> [DIRECTIVE]: Please return the items below without any changes, reproducing every line.

(Object pointing dataset rows)
****************************************

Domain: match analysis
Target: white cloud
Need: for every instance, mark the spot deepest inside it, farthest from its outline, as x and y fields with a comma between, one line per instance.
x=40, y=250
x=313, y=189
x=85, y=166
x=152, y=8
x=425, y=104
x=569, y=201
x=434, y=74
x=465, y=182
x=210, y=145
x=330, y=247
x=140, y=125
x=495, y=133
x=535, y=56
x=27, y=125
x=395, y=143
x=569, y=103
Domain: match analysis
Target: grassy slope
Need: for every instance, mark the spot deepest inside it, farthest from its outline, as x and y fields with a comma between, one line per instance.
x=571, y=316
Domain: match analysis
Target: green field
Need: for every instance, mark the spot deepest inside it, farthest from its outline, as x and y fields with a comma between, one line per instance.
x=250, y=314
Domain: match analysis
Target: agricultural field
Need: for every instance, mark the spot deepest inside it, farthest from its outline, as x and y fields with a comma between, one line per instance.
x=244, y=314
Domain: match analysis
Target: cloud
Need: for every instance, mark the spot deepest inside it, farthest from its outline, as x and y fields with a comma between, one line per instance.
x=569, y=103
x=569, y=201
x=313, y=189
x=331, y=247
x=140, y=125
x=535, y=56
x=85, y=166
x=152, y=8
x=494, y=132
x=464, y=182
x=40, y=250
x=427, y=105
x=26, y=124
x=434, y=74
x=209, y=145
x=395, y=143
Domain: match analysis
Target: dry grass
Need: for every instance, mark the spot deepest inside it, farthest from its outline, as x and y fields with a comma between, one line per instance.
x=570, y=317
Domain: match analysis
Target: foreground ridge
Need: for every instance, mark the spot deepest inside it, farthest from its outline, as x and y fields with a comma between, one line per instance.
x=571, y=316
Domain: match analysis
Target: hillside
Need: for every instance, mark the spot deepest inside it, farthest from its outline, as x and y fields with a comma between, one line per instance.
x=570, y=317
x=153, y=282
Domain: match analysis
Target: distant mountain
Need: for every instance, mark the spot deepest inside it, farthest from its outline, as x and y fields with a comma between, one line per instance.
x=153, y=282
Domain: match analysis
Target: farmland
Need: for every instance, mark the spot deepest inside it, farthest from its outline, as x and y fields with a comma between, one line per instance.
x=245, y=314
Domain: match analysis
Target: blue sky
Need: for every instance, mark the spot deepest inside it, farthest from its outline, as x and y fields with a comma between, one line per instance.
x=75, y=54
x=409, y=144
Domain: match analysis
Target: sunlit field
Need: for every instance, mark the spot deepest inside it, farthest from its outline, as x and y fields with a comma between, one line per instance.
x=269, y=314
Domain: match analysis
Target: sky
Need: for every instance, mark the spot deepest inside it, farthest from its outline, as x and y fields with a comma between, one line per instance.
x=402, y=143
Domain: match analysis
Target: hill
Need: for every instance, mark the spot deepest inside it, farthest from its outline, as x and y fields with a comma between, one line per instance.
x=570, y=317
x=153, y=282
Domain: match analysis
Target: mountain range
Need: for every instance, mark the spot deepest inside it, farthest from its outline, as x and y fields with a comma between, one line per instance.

****************************************

> [WRITTEN ANSWER]:
Domain: match analysis
Target: white cloud
Need: for every instance, mark the spot deepest inside it, farthest from its outline, as x and y fields with a comma between, one line per instance.
x=40, y=250
x=313, y=189
x=85, y=166
x=152, y=8
x=425, y=104
x=569, y=201
x=434, y=74
x=465, y=182
x=210, y=145
x=330, y=247
x=140, y=125
x=495, y=133
x=535, y=56
x=27, y=125
x=395, y=143
x=569, y=103
Domain: match analysis
Target: grassy slope
Need: for every instance, mark the spot deepest inside it, farthest from its outline, as x and y fields with a comma between, one line per instance.
x=571, y=316
Domain: match analysis
Target: green field
Need: for every instance, mark the spot deepest inside it, farthest from its outline, as x and y fields with a comma between, one line per instance.
x=250, y=314
Domain: match analysis
Target: agricultural field
Need: for every instance, mark the spot deepest inside it, farthest from its outline, as x and y fields with a comma between, one line per instance.
x=244, y=314
Domain: match analysis
Target: cloud
Need: for every instance, mark the spot deepest inside it, farthest from its outline, as x and y fields with a comma between, one line per instance.
x=569, y=103
x=569, y=201
x=313, y=189
x=331, y=247
x=140, y=125
x=535, y=56
x=85, y=166
x=152, y=8
x=494, y=132
x=464, y=182
x=40, y=250
x=427, y=105
x=26, y=124
x=434, y=74
x=209, y=145
x=395, y=143
Domain: match analysis
Target: dry grass
Need: for every instance, mark the spot deepest inside it, farthest from its outline, as x and y fields with a comma between, one line per instance.
x=570, y=317
Domain: match analysis
Target: foreground ridge
Need: for every instance, mark the spot deepest inside it, farthest from its outline, as x and y fields with a comma between, one line per instance.
x=571, y=316
Domain: match analysis
Target: hillside
Need: for every instance, mark the spot deepest inside it, farthest from its outline, as x and y fields with a comma between, one line per instance.
x=570, y=317
x=153, y=282
Domain: match analysis
Target: distant mountain
Need: for every instance, mark the spot deepest inside it, farthest from its outline, as x and y fields with a comma between, one line per instance.
x=153, y=282
Domain: match analysis
Target: farmland
Need: for every instance, mark the spot deepest inside it, farthest from its outline, as x and y fields with a comma between, one line per instance.
x=245, y=314
Domain: match analysis
Target: blue sky
Need: for every instance, mark the spot deepest inside it, farthest from its outline, as x and y fields with a comma between, one line per instance.
x=75, y=54
x=409, y=144
Domain: match analysis
Target: sunlit field
Need: for every instance, mark the spot deepest inside it, farthest from its outline, as x and y fields with a comma between, one line per instance.
x=269, y=314
Domain: match analysis
Target: sky
Need: for every instance, mark the spot deepest inside it, farthest from its outline, as x and y fields with a comma between, one line per instance.
x=402, y=143
Domain: match analysis
Target: hill
Need: for every instance, mark the spot deepest inside it, farthest from its outline, as x and y fields with a comma between, one line per instance.
x=570, y=317
x=153, y=282
Domain: match analysis
Target: mountain range
Need: for every instance, mark the spot deepest inside it, farthest from its outline, as x and y fields with a comma between, one line per instance.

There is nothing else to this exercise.